説明

光学ガラス部材のマーク形成方法、マーク付き光学ガラス部材の製造方法及びマーク付き光学ガラス部材

【課題】透光性の高いガラス粒子を光学ガラス部材表面に十分に融着させてマークを形成することにより、光学ガラス部材に適切なマークを形成する。
【解決手段】光学ガラス部材のマーク形成方法であって、光学ガラス部材を用意することと、ガラス粒子及び可燃物質を含む被膜を光学ガラス部材の表面に形成することと、被膜の所定の領域にレーザ光を照射することで、ガラス粒子を光学ガラス部材の表面に融着させるとともに、可燃物質を燃焼させて被膜から消失させることを含む光学ガラス部材のマーク形成方法が提供される。

【発明の詳細な説明】
【技術分野】
【0001】
本発明は、光学ガラス部材のマーク形成方法、マーク付き光学ガラス部材の製造方法及びマーク付き光学ガラス部材に関する。

# # # # # # #

● **作業の目的**
光学ガラス部材へのマーク形成を扱った文章について、最後の文の後に続く部分を書いてください。

● **提供情報**
# # # # # # #

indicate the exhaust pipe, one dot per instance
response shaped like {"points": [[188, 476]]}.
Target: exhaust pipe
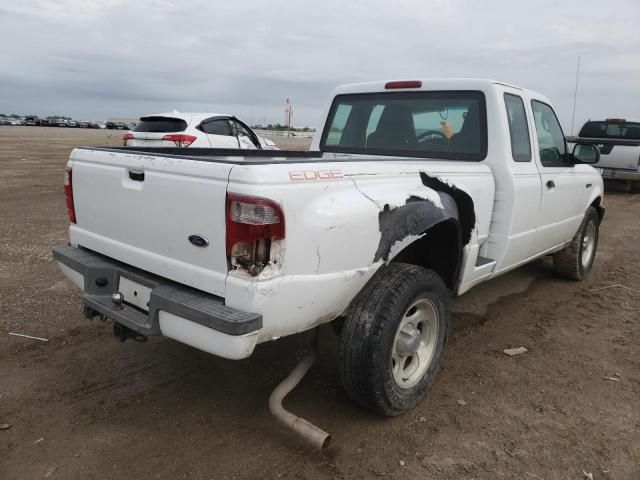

# # # # # # #

● **練習問題の解答**
【背景技術】
【0002】
製品管理や意匠の目的で、ガラス部材上へマークを施すことがある。マークを形成する方法としては、スキャニングレーザによるダイレクトマーキングなどが広く用いられる。ここで、ダイレクトマーキングとは、マーク対象の部材の表面にレーザビームを走査して、レーザアブレーションさせることで当該部材にマークを施すことである。
【0003】
ダイレクトマーキング以外に次のようなマーク形成方法が知られている。金属粉体及び/又は無機顔料を着色源としてペースト中に混練した着色ペーストをガラス面に塗布する。着色ペーストが塗布されたガラス面を所定パターンでレーザ走査することで、ペーストが硬化したパターンを形成する。次いで、未硬化の着色ペーストを有機溶剤に溶解させて除去した後、焼成することで、焼成パターンをガラス表面上に形成させる(特許文献1参照)。
【先行技術文献】
【特許文献】
【0004】
【特許文献1】特開2004−351746号公報
【発明の概要】
【発明が解決しようとする課題】
【0005】
ペーストの焼付けによるマーク形成方法では、レーザによりペーストを十分に加熱してガラス部材表面に融着する必要があるので、ペーストとしてレーザ光を吸収する物質を用いる必要がある。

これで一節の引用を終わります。